(EXERCISE TEXT)
========================================================================

When it comes to instruments, the principle that should prevail is ‘the broader, the better.’ On top of the complementary income support and installation aid, which should be ensured throughout the entire programming period, many instruments exist under the rural development pillar to tackle very central issues. Investment support, in the form of grants and financial instruments, is instrumental in facilitating credit access. Cooperation measures, which favour intergenerational instruments, will positively affect land mobility — as has been the case in Ireland with the land mobility service. Risk management instruments and knowledge exchange and transfer schemes will produce positive outcomes for building resilient business plans and boosting environmental performance.

For environmental and climate-related objectives, the same principle must apply. Member States must be encouraged to promote a diversity of sustainable agriculture practices, including, among others, organic farming, agroforestry, agroecology, precision farming and conservation agriculture. A broad diversity of on-farm solutions exists, adapted to specific pedoclimatic and socioeconomic conditions, to unlock the full potential of agriculture for climate adaptation and mitigation. To encourage such diversity, young farmers are looking forward to implementing eco-schemes and agri-environmental measures, which are perceived as enabling a wide range of opportunities on the farm.

========================================================================

(DATA RECORDS)
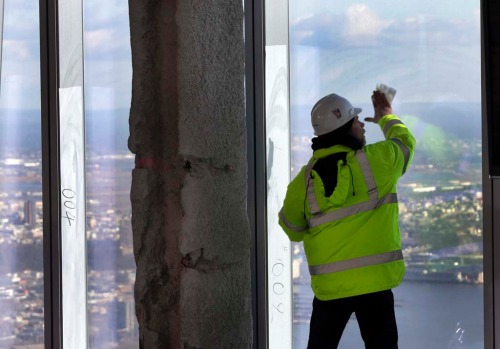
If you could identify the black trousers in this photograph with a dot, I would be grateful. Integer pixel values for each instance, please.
(375, 315)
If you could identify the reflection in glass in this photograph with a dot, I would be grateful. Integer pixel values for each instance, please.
(433, 58)
(21, 231)
(111, 265)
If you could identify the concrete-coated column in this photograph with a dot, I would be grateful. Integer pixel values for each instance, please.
(187, 129)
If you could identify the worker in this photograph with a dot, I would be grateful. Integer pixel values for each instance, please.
(343, 205)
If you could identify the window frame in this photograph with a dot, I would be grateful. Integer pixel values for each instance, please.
(255, 44)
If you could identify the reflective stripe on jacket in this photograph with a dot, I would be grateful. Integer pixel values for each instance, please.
(351, 239)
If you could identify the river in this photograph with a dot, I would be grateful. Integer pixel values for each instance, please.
(429, 315)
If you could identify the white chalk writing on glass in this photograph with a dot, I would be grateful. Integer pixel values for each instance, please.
(69, 203)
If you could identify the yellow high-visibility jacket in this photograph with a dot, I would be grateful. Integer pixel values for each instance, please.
(351, 238)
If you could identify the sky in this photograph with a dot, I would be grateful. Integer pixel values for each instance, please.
(428, 50)
(108, 71)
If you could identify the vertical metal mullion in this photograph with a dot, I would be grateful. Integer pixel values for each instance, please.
(50, 173)
(256, 153)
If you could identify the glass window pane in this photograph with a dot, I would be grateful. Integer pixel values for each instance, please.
(111, 265)
(430, 52)
(21, 231)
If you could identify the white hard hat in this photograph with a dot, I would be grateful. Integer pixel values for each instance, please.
(330, 113)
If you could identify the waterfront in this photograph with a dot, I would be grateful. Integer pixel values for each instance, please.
(429, 315)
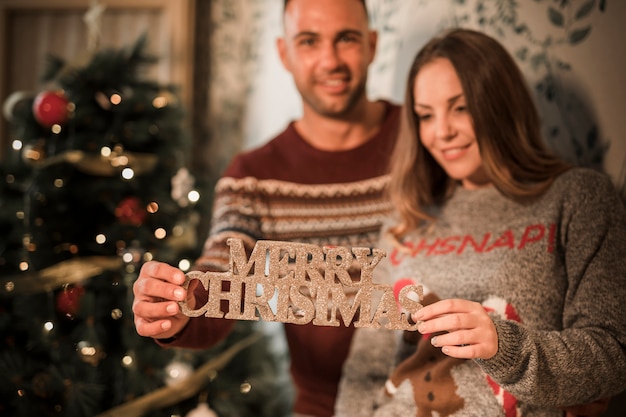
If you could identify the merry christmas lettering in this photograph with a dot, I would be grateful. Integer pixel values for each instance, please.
(308, 284)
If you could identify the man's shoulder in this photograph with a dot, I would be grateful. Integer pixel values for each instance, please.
(244, 163)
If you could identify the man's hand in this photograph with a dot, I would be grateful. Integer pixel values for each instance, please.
(157, 292)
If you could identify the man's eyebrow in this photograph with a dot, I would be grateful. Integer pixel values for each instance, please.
(344, 32)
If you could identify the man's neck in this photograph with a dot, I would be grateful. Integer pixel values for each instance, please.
(341, 134)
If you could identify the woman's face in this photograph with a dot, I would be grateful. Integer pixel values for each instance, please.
(445, 125)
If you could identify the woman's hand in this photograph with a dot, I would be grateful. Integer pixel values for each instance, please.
(467, 331)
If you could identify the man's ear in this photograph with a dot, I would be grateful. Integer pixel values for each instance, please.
(281, 47)
(373, 41)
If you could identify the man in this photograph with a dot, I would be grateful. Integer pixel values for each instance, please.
(320, 181)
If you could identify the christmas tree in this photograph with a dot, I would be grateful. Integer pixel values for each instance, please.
(94, 183)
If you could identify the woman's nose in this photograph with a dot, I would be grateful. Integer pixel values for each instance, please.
(443, 128)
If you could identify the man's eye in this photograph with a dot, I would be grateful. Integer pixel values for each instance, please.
(347, 38)
(306, 42)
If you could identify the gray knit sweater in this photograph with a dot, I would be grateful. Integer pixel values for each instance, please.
(552, 274)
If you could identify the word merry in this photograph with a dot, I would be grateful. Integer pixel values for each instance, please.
(309, 284)
(532, 234)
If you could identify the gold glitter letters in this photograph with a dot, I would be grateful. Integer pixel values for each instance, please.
(300, 283)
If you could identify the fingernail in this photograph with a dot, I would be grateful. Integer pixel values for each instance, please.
(179, 278)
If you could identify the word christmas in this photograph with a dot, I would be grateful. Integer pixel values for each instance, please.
(308, 283)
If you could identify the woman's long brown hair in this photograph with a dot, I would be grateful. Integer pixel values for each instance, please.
(505, 121)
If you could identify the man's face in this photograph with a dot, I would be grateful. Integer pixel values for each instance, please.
(327, 47)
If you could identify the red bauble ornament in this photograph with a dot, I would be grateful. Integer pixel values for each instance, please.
(50, 108)
(68, 300)
(130, 211)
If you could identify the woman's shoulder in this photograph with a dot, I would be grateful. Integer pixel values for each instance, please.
(589, 187)
(582, 178)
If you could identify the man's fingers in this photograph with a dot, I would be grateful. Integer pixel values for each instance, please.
(151, 328)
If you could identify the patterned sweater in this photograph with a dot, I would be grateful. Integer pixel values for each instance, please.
(287, 190)
(551, 273)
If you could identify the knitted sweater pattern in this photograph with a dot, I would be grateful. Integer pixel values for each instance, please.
(552, 274)
(288, 190)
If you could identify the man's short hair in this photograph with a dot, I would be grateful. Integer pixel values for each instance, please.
(287, 1)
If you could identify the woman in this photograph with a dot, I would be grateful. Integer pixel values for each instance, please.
(522, 258)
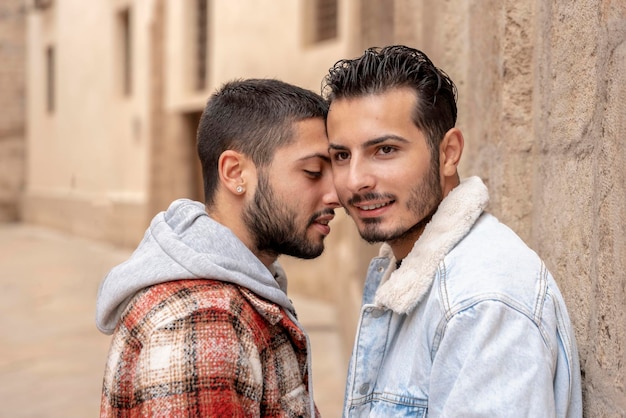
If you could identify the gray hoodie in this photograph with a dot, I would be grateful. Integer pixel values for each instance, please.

========================================================================

(EXERCISE BRIEF)
Please name the country that the text on young farmers and rural development instruments gives as an example of a land mobility service.

(OUTPUT FOR THIS EXERCISE)
Ireland